= Directions =
Report only the number of lines in the items below that contain the string "adidas".

= Data to process =
_ _ _ _

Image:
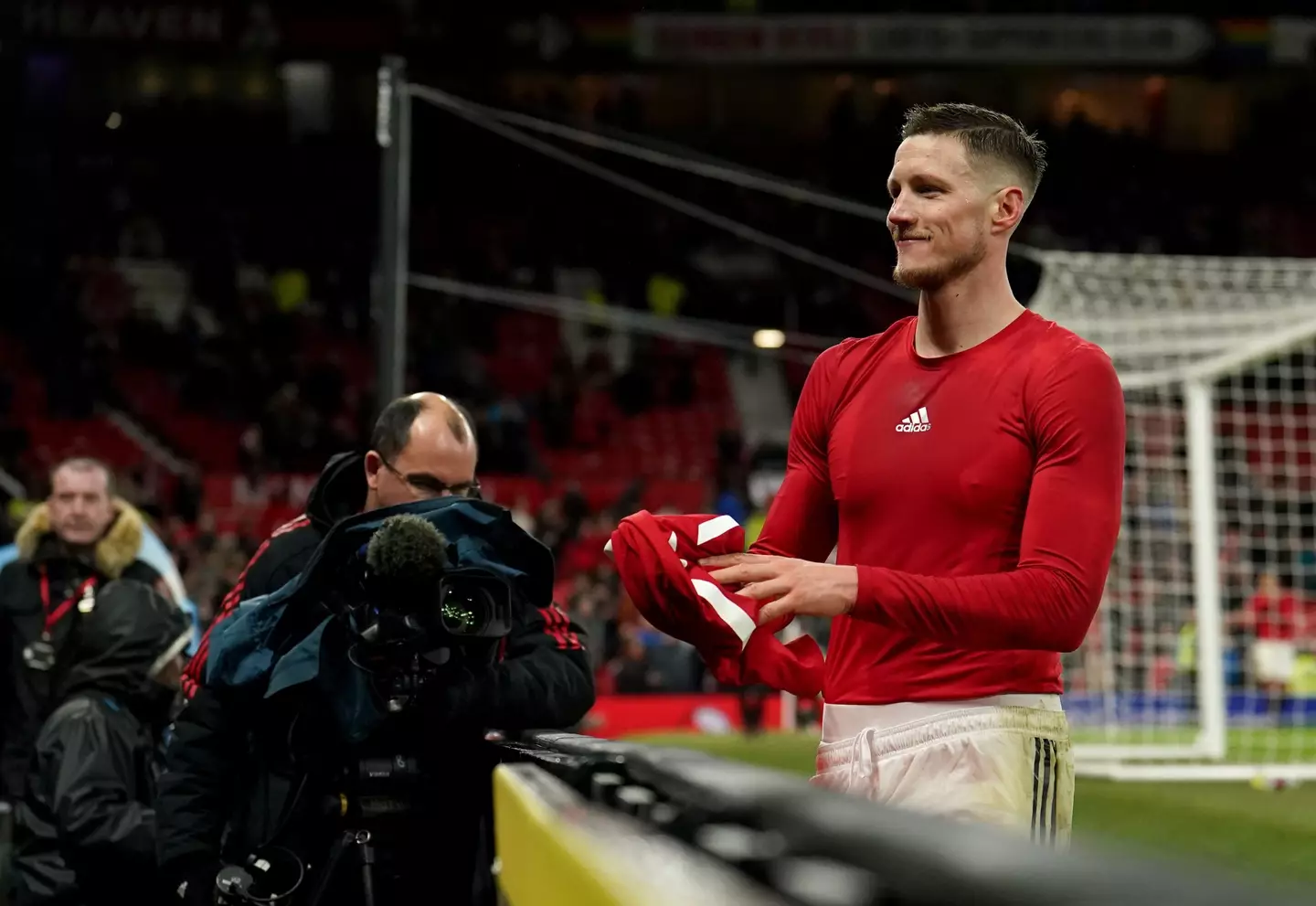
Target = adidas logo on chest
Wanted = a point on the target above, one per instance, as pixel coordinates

_ _ _ _

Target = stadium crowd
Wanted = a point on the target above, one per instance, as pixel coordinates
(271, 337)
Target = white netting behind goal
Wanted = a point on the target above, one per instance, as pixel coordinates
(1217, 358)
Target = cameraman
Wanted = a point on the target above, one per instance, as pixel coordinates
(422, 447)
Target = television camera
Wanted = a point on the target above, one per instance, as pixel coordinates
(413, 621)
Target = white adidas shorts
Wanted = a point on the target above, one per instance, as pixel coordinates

_ _ _ _

= Exercise result =
2